So I guess you could say in a way I took the proverbial plunge and began to seek therapy for my anxiety.

Needless to say I was pretty antsy at first, maybe even a little inwardly resistant to what was to come.

I was still, after all a man, and what good was any of this going to do?

The inner doubts continued to creep in and of course the feeling of being analyzed as a “crazy person” went on for a bit. Surprisingly though, as day 2, 3, 4, and so on came along things started to feel a little bit different. I guess part of it was just settling into the routine as well as finding the ability to open my own mind.

Still, as I let go a little and approached each session with an open mind things got better.

The steps and techniques that I began to learn we’re pretty enlightening as well. I never realized how much control we have over our own minds if we are but given the knowledge and tools to manipulate them. Slowly, but sure I would find myself taking what I learned in therapy and applying it to real-life situations. It was hit and miss at first but as I got the hang of things I found what I put into practice actually working. It’s almost as if I could cognitively track the process as I went along.

# # #

◆ Problem requirements ◆
Write the next part of the account of starting therapy for anxiety, beginning right after its last sentence. Nothing in the listing below is needed for this.

◆ Records ◆
# # #

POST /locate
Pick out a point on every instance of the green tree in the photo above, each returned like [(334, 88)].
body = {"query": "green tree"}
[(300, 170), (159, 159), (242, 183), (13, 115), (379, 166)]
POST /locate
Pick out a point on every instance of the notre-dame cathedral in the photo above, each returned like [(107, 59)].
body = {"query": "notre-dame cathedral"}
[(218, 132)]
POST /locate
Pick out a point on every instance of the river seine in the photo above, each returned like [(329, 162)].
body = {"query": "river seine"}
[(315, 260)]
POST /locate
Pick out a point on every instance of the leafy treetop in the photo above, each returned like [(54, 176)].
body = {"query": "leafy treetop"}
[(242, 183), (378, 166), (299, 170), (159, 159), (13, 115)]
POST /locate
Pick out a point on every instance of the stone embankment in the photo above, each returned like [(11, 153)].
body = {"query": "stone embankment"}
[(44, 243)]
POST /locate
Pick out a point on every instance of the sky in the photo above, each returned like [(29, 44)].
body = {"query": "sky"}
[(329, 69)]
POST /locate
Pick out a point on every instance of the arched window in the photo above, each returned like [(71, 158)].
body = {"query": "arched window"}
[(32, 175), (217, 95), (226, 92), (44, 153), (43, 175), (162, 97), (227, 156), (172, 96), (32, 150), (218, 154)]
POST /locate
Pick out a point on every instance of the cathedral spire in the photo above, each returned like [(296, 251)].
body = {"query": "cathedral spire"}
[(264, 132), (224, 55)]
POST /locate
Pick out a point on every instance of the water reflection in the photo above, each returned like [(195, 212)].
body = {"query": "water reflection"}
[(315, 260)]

# # #

◆ Expected answer ◆
I also find that I became much more comfortable with my therapist as time went a long. I never did get used to someone taking notes while I talked to them but after awhile I learnt to ignore it. Over time I realized that therapists aren’t just mysterious men wearing lab coats putting us under a microscope like we’re a freak of nature. They’re people just like us, and perhaps more importantly they’re people who care about their patients.

Don’t get me wrong it’s still odd talking to someone I have to pay to listen to whatever issues I may be addressing at the time, but after time I realized that they are sincere. They pursued this work precisely because they wanted to help people like me, and to make it known that people shouldn’t be ashamed to seek help.

In any case the process was very friendly and straight forward. My “homework assignments” if you will, were also pretty easy to put in practice.

All in all it was an easy, casual process that seems to have been less daunting than I originally believed it would be. I guess you could see therapy has not at all been what I expected, and that’s good thing.

I’ll almost be sad when it’s over, almost.